Records drawn from a dataset:
_ _ _ _ _ _ _

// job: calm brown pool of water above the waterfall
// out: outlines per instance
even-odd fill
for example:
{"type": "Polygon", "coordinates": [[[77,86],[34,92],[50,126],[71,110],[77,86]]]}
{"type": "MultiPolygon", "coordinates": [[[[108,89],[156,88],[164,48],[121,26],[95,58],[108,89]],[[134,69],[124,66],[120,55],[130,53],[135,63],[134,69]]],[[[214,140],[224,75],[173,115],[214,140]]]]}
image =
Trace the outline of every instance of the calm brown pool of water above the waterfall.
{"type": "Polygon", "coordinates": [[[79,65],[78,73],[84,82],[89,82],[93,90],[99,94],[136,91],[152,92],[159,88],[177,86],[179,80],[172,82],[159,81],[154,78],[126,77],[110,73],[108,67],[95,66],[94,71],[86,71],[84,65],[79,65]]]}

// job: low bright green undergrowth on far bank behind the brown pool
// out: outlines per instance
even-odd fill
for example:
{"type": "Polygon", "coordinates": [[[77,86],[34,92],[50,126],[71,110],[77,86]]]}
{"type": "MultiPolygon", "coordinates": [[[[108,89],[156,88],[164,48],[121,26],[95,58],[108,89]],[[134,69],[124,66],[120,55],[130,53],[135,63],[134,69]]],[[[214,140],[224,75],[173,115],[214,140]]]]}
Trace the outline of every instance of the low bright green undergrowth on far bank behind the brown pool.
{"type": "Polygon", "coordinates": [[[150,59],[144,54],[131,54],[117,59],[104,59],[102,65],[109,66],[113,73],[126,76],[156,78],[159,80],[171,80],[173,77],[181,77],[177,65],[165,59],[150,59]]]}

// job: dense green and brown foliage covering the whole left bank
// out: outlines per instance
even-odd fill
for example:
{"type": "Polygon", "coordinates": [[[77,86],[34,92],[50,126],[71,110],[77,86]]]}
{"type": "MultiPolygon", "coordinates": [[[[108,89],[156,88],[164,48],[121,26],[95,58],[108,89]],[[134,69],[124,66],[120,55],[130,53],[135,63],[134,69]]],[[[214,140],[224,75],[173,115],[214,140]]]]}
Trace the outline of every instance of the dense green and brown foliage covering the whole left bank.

_ _ _ _ _ _ _

▸ Activity:
Every record is to be repeated exactly as written.

▸ Result of the exercise:
// job: calm brown pool of water above the waterfall
// out: outlines per instance
even-odd fill
for example:
{"type": "Polygon", "coordinates": [[[77,86],[34,92],[50,126],[71,110],[77,86]]]}
{"type": "MultiPolygon", "coordinates": [[[[108,89],[156,88],[164,48],[121,26],[95,58],[108,89]],[[134,69],[124,66],[120,55],[130,53],[135,63],[134,69]]],[[[214,140],[224,75],[173,115],[214,140]]]]}
image =
Trace the outline of every instance of the calm brown pool of water above the waterfall.
{"type": "Polygon", "coordinates": [[[79,65],[78,73],[84,82],[89,82],[93,90],[99,94],[136,91],[152,92],[159,88],[177,86],[179,80],[172,82],[159,81],[154,78],[126,77],[110,73],[108,67],[95,66],[94,71],[86,71],[84,65],[79,65]]]}

// job: low bright green undergrowth on far bank behind the brown pool
// out: outlines per instance
even-odd fill
for example:
{"type": "Polygon", "coordinates": [[[77,86],[34,92],[50,126],[71,110],[77,86]]]}
{"type": "MultiPolygon", "coordinates": [[[[108,89],[156,88],[164,48],[121,26],[95,58],[108,89]],[[134,69],[124,66],[120,55],[130,53],[135,63],[134,69]]],[[[214,140],[224,75],[173,115],[214,140]]]]}
Trace the outline of every instance of the low bright green undergrowth on far bank behind the brown pool.
{"type": "Polygon", "coordinates": [[[150,59],[144,54],[131,54],[117,59],[104,59],[102,65],[109,66],[113,73],[126,76],[156,78],[159,80],[171,80],[173,77],[181,77],[177,65],[165,59],[150,59]]]}

// job: dense green and brown foliage covering the whole left bank
// out: outlines per instance
even-odd fill
for example:
{"type": "Polygon", "coordinates": [[[77,86],[34,92],[50,126],[71,110],[77,86]]]}
{"type": "MultiPolygon", "coordinates": [[[[108,89],[156,88],[164,48],[121,26],[95,58],[108,89]],[[134,69],[124,66],[120,55],[130,53],[135,63],[134,69]]],[[[214,140],[224,75],[173,115],[214,140]]]]}
Trace the outline of every instance of the dense green and brown foliage covering the whole left bank.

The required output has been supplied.